Running .NET on Intel® Xeon® processors: The Fastest Platform in Town

by Alan Zeichick


Introduction

The Intel® Xeon® processor is the top-end member of the processor family based on Intel's new NetBurst™ micro-architecture. Numerous improvements in the processor due to features of the Intel NetBurst micro-architecture make the Intel Xeon processor an optimal platform for running .NET applications. These features accelerate overall system performance as well as handling of XML documents, which are central to .NET's design. In addition, the numerous new encryption measures run decidedly faster due to other innovations discussed in this article.

But first, it's necessary to clarify what chip the term "Xeon" refers to. In the past, "Xeon" was appended to the name of the Pentium generation, as in "Pentium III Xeon." This appellation indicated a server chip (generally with a large cache) that employed internally the micro-architecture of the corresponding Pentium processor. As of the release of the Pentium 4 processor, Intel is splitting apart the Xeon and Pentium lines. "Pentium" now refers only to desktop processors designed for use in uniprocessor systems, while Xeon refers to the processors in dual- and multi-processing systems. "Xeon" will no longer be prepended by the Pentium modifier. So, in the context of this article, Xeon refers specifically to the current generation of server processors-it relies on the Intel NetBurst micro-architecture and is the sequel to the Pentium® III Xeon® processor.

### Dataset content
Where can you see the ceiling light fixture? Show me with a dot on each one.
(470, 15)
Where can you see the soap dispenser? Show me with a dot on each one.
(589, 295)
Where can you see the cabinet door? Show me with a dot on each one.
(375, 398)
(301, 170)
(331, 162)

### Goals
• 1. Decide whether each statement agrees with the article on running .NET on Xeon processors, answering yes or no and quoting the deciding words: (a) Under the new naming, "Pentium" means only desktop processors for uniprocessor systems. (b) The Xeon processor is the low-end member of the NetBurst family. (c) In this article, Xeon is the sequel to the Pentium III Xeon processor.
• 2. Write the next part of the article on running .NET on Xeon processors, starting after its last sentence.
The material placed after the article on running .NET on Xeon processors is separate from that article.

### Answers for the tasks
• 1.
(a) Yes: "now refers only to desktop processors designed for use in uniprocessor systems"
(b) No: "The Intel® Xeon® processor is the top-end member of the processor family based on Intel's new NetBurst™ micro-architecture."
(c) Yes: "is the sequel to the Pentium® III Xeon® processor"

• 2.
New Intel® Xeon® Processor Features

Intel® Xeon® processors exhibit many features that make them an appealing choice when running applications based on Microsoft's* emerging .NET platform, especially when compared with Pentium III Xeon processors. The most obvious improvement is the clock speed-the Pentium® III Xeon® processor tops out at 900MHz, while the Intel Xeon processor's clock currently runs at 2GHz-but this difference tells only part of the story. The real details are under the covers in the NetBurst micro-architecture. The NetBurst name refers to a revamped design within the microprocessor core that comprise numerous disparate features including a faster front-side bus, a more-efficient Level 2 (L2) cache, revamped algorithms for pre-execution instruction fetching and processing, and new facilities for handling integer and floating-point computation.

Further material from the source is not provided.